> [Tekst]

┏━━

Wnioski z raportu Komisji ds. Strategii Obrony Narodowej USA
Status Komisji i jej raportu
Komisja NDSC była ponadpartyjną grupą ekspercką, powołaną przez Kongres USA w 2017 r. z inicjatywy senatora Johna McCaina. Jej zadaniem było dokonanie przeglądu obowiązujących dokumentów Departamentu Obrony oraz sformułowanie własnych ocen i rekomendacji. Intencją McCaina było opracowanie dokumentu sprzyjającego osiągnieciu konsensusu obu partii w sprawie strategii obronnej USA. Wskazana przez Kongres grupa 12 ekspertów składała się z byłych urzędników wysokiego szczebla w różnych administracjach, a jej pracami kierowali amb. Eric S. Edelman (b. zastępca sekretarza obrony Roberta Gatesa) i adm. Gary Roughead (b. szef operacji Marynarki Wojennej USA).
Na jej potrzeby powołano zespół analityków, a administrację zobowiązano do pełnej z nią współpracy.
Waga wniosków NDSC wynika z jej ponadpartyjnego składu oraz dostępu do kluczowych urzędników, a także do materiałów Pentagonu i wywiadu USA. Raport Komisji (98 s.) odnosi się do tajnej wersji Strategii obrony narodowej USA, której streszczenie opublikowano w styczniu 2018 r. Analizuje też inne dokumenty administracji Donalda Trumpa – Strategię bezpieczeństwa narodowego i Przegląd polityki jądrowej. Prace Komisji zostały przy tym wydłużone aż o 11 miesięcy względem zakładanego terminu. Adresatami raportu NDSC są więc teraz Pentagon i Kongres w nowym składzie. Ten ostatni przesądzi o faktycznej akceptacji lub zignorowaniu jej rekomendacji w debatach o budżecie obronnym USA na kolejne lata.

┗━━

> [Zestaw wierszy]
┏━━

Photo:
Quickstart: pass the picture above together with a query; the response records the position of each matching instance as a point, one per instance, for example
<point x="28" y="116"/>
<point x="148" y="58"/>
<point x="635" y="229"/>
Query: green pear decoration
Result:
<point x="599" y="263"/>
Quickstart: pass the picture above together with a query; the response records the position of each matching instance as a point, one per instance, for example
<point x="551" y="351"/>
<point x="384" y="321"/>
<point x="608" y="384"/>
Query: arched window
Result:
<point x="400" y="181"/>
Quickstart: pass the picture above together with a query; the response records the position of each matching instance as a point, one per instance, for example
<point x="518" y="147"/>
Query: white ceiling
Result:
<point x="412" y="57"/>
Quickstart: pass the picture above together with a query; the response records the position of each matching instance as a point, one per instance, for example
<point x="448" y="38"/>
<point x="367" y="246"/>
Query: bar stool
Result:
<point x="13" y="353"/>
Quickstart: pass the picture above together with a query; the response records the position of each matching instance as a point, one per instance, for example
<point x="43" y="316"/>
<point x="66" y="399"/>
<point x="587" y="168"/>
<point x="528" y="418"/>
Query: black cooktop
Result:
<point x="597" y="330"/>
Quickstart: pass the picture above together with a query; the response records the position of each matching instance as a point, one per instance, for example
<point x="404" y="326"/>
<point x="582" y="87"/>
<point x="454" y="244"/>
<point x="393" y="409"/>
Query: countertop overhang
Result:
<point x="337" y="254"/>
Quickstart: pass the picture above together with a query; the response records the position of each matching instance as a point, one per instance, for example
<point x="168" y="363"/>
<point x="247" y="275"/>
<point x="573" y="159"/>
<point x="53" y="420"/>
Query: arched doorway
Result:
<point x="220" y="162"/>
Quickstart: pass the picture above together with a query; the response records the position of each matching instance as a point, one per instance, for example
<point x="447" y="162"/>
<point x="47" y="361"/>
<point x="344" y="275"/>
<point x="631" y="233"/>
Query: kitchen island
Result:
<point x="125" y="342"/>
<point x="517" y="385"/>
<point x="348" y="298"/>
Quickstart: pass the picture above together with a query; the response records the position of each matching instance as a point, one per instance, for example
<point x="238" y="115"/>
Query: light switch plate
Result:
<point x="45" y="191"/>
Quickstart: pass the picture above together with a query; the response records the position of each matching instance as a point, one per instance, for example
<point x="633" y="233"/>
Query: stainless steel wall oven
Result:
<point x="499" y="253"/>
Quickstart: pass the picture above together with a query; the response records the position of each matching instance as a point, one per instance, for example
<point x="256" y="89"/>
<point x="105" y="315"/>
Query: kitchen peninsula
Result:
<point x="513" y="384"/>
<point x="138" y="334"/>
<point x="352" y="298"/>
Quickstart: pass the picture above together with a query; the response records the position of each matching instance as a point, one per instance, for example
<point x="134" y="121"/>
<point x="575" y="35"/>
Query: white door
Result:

┗━━

> [Polecenia]
A) Przedstaw w formie tabeli Markdown wiersze z zestawu, od pierwszego aż do tego z „Query: green pear decoration” włącznie, z kolumnami „Lp.” i „Treść wiersza”. Puste linie pomiń.
B) Napisz dalszy ciąg tekstu o raporcie Komisji NDSC.

> [Odpowiedzi]
A)
| Lp. | Treść wiersza |
|---|---|
| 1 | Photo: |
| 2 | Quickstart: pass the picture above together with a query; the response records the position of each matching instance as a point, one per instance, for example |
| 3 | <point x="28" y="116"/> |
| 4 | <point x="148" y="58"/> |
| 5 | <point x="635" y="229"/> |
| 6 | Query: green pear decoration |

B)
Diagnoza problemów według Komisji
Raport NDSC zawiera alarmujące wnioski na temat sytuacji sił zbrojnych USA. W ocenie jego autorów zdolności wojskowe oraz wynikająca z nich wiarygodność i wpływy Stanów Zjednoczonych uległy erozji do niebezpiecznie niskiego poziomu. Komisja twierdzi, że konsekwencje tego stanu – o ile nie zostaną podjęte kroki zaradcze – będą katastrofalne. Nie podważa założeń administracji Trumpa o zagrożeniach ze strony Chin, Rosji, Iranu i KRLD. Wystawia ogólnie pozytywną ocenę strategii opracowanej przez sekretarza obrony Jamesa Mattisa, ale uznaje, że nie odpowiedziała ona wciąż na wiele istotnych wyzwań, które zostały omówione w raporcie. Ponadto NDSC stwierdza, że Kongres i kierownictwo Pentagonu zaniedbały zasady cywilnej kontroli nad siłami zbrojnymi, coraz częściej cedując na wyższych dowódców decyzje o charakterze polityczno-strategicznym. Komisja krytykuje również obecny niestabilny system finansowania amerykańskiej obronności, który nie zapewnia środków na długofalowe inwestycje w personel i sprzęt.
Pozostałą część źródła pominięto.